• _Passagem citada_:

É
sempre de um doce encanto e não menos vigoroso impacto viajar até à origem de
tudo, mais intensamente do tudo de onde viemos e por onde começámos: o primeiro
berço, os primeiros passos, a primeira escola, a entrada na universidade, o
estágio do primeiro emprego, o primeiro amor, o primeiro contrato de aquisição
de casa própria, tudo.
É
o que se chama o regresso às fontes, sobretudo quando estão em causa decisões
que terão marcado o futuro, o nosso e o da sociedade a que pertencemos. Cabem
aqui as motivações que ditaram uma carreira, os estatutos de uma recém-criada
associação, as linhas programáticas de um partido, a escolha de deputados e
governantes e, ainda, a ordenação de eclesiásticos e evangelizadores. Para além
da saudável nostalgia desse regresso, impõe-se um imperativo recurso às origens
para obviar aos desvios e deturpações que as circunstâncias e os embates da
vida provocam na rota inicialmente traçada.
Hoje,
Sábado - e amanhã, Domingo – cai-nos nas mãos o LIVRO de fim-de-semana, onde
nos confrontamos com essa precisa encruzilhada de tomar decisões, fazer opções,
chamar colaboradores responsáveis, enfim, pôr em marcha um projecto credível e
duradouro, um património imaterial que, volvidos mais de vinte séculos, ainda
persiste. Precisamente pela sua longevidade e pelas mais anómalas vicissitudes
em que se tem emaranhado, torna-se necessário e urgente, em cada época,
remontar ao princípio, à pureza original do primeiro impulso.
Convido-vos
a compulsar o texto de Lucas, capítulo V.

• _Tarefas a fazer_:
A. Diga se cada afirmação concorda com o texto sobre o regresso às origens e responda sim ou não, citando as palavras do texto que decidem:
(i) o LIVRO de fim-de-semana chega às mãos no sábado e no domingo;
(ii) o projeto de que o texto fala existe há menos de dez séculos;
(iii) o texto convida a ler o capítulo V de Lucas.
B. Escreva a continuação do texto sobre o regresso às origens, começando depois da sua última frase.
O material não tem qualquer papel nesta parte.

• _Dados fornecidos_:
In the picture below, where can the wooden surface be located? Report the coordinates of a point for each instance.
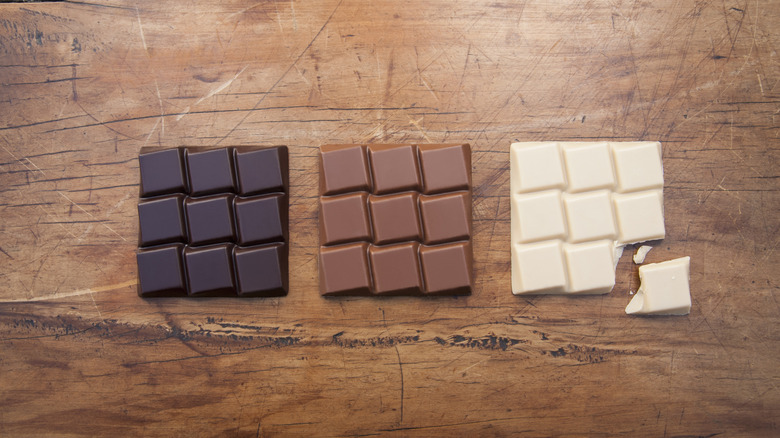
(85, 86)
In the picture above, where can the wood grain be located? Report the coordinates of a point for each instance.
(85, 86)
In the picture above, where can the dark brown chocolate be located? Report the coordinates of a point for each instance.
(395, 219)
(196, 205)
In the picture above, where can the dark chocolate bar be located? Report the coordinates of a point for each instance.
(395, 219)
(213, 222)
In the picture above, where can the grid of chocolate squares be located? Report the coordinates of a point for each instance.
(213, 222)
(395, 219)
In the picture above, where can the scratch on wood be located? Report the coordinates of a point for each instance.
(77, 293)
(4, 252)
(401, 369)
(210, 93)
(141, 30)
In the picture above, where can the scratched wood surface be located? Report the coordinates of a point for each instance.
(85, 86)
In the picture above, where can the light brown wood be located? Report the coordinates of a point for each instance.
(85, 86)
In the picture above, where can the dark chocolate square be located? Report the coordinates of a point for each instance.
(343, 168)
(396, 269)
(394, 168)
(210, 219)
(261, 171)
(210, 171)
(445, 167)
(162, 172)
(210, 270)
(261, 270)
(344, 270)
(260, 219)
(395, 218)
(344, 219)
(447, 268)
(161, 220)
(160, 271)
(445, 218)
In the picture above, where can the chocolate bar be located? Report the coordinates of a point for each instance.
(395, 219)
(213, 222)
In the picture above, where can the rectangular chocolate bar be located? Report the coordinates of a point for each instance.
(573, 204)
(395, 219)
(213, 222)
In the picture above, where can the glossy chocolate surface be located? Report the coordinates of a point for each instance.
(213, 222)
(395, 220)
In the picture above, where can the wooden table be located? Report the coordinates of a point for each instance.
(85, 86)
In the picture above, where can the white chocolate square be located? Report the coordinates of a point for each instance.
(588, 166)
(664, 289)
(539, 268)
(589, 216)
(585, 200)
(537, 216)
(638, 166)
(590, 267)
(536, 166)
(640, 216)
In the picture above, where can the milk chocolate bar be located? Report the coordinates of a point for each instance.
(395, 219)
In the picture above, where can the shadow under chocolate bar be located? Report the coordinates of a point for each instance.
(213, 221)
(395, 219)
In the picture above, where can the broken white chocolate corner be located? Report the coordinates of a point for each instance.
(664, 289)
(641, 253)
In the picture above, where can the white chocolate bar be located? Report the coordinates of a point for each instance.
(574, 204)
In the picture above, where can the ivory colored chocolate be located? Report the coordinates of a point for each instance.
(664, 289)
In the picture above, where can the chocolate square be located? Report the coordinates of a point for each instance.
(161, 220)
(160, 271)
(343, 168)
(260, 219)
(210, 219)
(210, 171)
(210, 270)
(396, 269)
(261, 270)
(344, 219)
(261, 171)
(445, 167)
(394, 168)
(344, 270)
(447, 268)
(162, 172)
(445, 218)
(395, 218)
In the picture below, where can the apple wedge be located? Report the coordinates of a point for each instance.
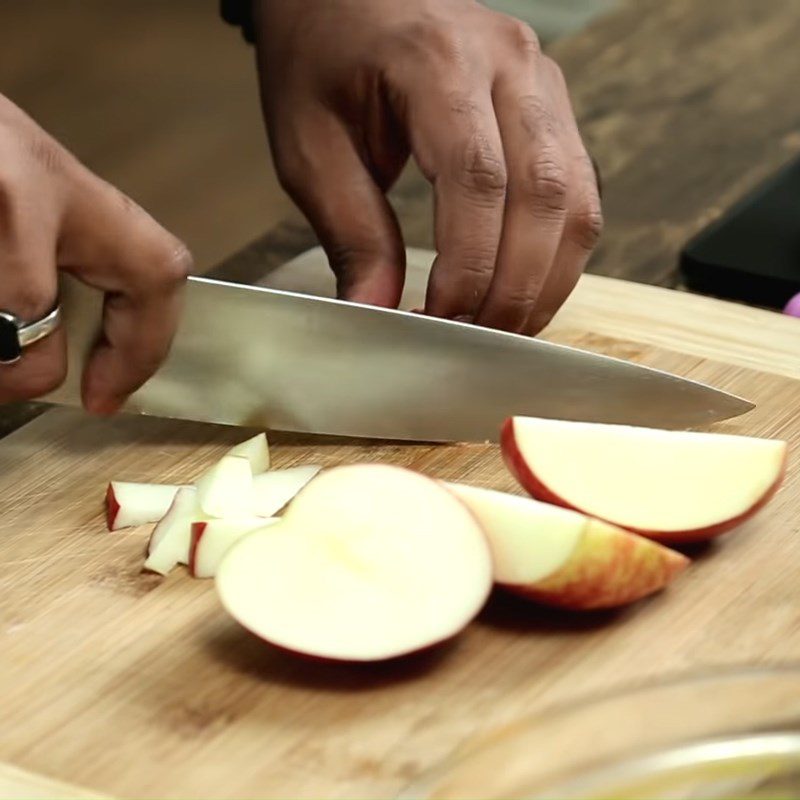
(171, 538)
(131, 504)
(273, 490)
(369, 562)
(565, 559)
(226, 490)
(256, 451)
(673, 486)
(210, 541)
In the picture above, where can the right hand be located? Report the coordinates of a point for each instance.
(57, 215)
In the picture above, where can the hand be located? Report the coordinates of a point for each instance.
(55, 214)
(350, 88)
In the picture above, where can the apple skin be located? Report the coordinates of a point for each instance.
(610, 567)
(112, 507)
(520, 470)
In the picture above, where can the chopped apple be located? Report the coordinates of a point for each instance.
(256, 451)
(273, 490)
(226, 490)
(673, 486)
(369, 562)
(171, 538)
(213, 538)
(131, 504)
(563, 558)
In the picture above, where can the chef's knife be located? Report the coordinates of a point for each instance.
(261, 357)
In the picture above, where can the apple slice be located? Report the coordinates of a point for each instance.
(673, 486)
(563, 558)
(213, 538)
(226, 490)
(131, 504)
(171, 538)
(256, 451)
(369, 562)
(273, 490)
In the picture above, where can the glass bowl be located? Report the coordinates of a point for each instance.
(730, 733)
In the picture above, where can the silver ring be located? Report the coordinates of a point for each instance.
(16, 334)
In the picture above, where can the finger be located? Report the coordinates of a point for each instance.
(113, 245)
(583, 223)
(456, 142)
(28, 289)
(319, 166)
(537, 199)
(582, 231)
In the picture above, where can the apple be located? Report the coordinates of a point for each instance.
(130, 504)
(210, 540)
(171, 538)
(256, 451)
(672, 486)
(369, 562)
(226, 490)
(564, 558)
(273, 490)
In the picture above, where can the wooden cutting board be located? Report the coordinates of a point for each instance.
(130, 684)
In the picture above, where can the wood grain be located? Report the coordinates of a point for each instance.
(134, 685)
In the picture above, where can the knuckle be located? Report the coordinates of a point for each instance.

• _Respostas por tarefa_:
A.
(i) Sim: «Hoje, Sábado - e amanhã, Domingo – cai-nos nas mãos o LIVRO de fim-de-semana».
(ii) Não: «volvidos mais de vinte séculos, ainda persiste».
(iii) Sim: «Convido-vos a compulsar o texto de Lucas, capítulo V.»

B.
Após
trinta anos de anonimato numa carpintaria familiar, o Nazareno sente chegar a
hora de avançar com o seu projecto tremendamente reformador, manifestamente
revolucionário, qual o de fazer caducar as estruturas falaciosas e podres de um
regime sacro-ditatorial, para reerguer um mundo novo e uma Constituição
regeneradora de toda a sociedade. Onde encontrar, porém, militantes firmes,
clarividentes, seguros, da mesma fibra que o seu Fundador?... Aqui refugio-me no
horto recôndito da minha introspecção para extasiar-me diante deste Visionário,
as ânsias, os avanços e recuos, as expectativas e os previsíveis insucessos,
enfim, quantos suores frios e quantas arritmias a bater-lhe dentro do peito!
Mas…
fazer-se ao largo – é preciso! Mete-se no barco (os ‘valorosos’
militantes eram pobres pescadores) observa-os de perto, possivelmente ajuda-os na faina das redes, é
enorme a sorte da pescaria e, uma vez na praia, não tem dúvidas: “É com estes
que eu conto. Vinde comigo. Farei de vós pescadores de algo maior: pescadores
de homens, de pessoas, de corpos e almas”!
Além
do contacto directo no chão da vida e na partilha do trabalho braçal, que
estranha magia teria penetrado naqueles homens de mãos calejadas e pele tisnada
do sal marinho, para ‘transtornar-lhes’ a vida e tomarem uma opção radical,
irreversível: “Eles logo deixaram as
redes, deixaram tudo e seguiram a Jesus”!!!
Por
mim, preferia ficar por aqui, na contemplação deste quadro tão solto e
emocionante (digno de uma aguarela romântica) quanto avassalador nas suas
consequências se fizermos o paralelo com os tais “desvios e deturpações” que a
Instituição tem protagonizado ao longo de vinte séculos.
Até
onde levar-nos-ia o interminável filão deste episódio, elemento fundacional do verdadeiro
Cristianismo que faz de todo o cristão parte essencial do “corpo sacerdotal”,
do “sacerdócio real”!... E é justamente nessa direcção que segue a linha
evangelizadora dos actuais teólogos, inspirados nas fontes originárias do
Evangelho. Como tal e porque nada melhor que apoiar-se nos Mestres, recomendo
vivamente os capítulos finais do último Grande Livro do Professor Padre Anselmo
Borges – “O Mundo e a Igreja, Que Futuro?” – onde se afirma, com sólida fundamentação
histórica, que Nem Jesus nem os Apóstolos
ordenaram sacerdotes”.
Entender
a simplicidade e a profundidade do projecto de Jesus de Nazaré não se compadece
com meros espectáculos pios, fogos fátuos da ribalta social, decalcados da
aristocracia burocrática dos impérios mundanos. É preciso regressar ao Mar da
Galileia, ouvir chamar os colaboradores
militantes e fixar a voz do narrador: Eles
deixaram tudo e seguiram-nO”!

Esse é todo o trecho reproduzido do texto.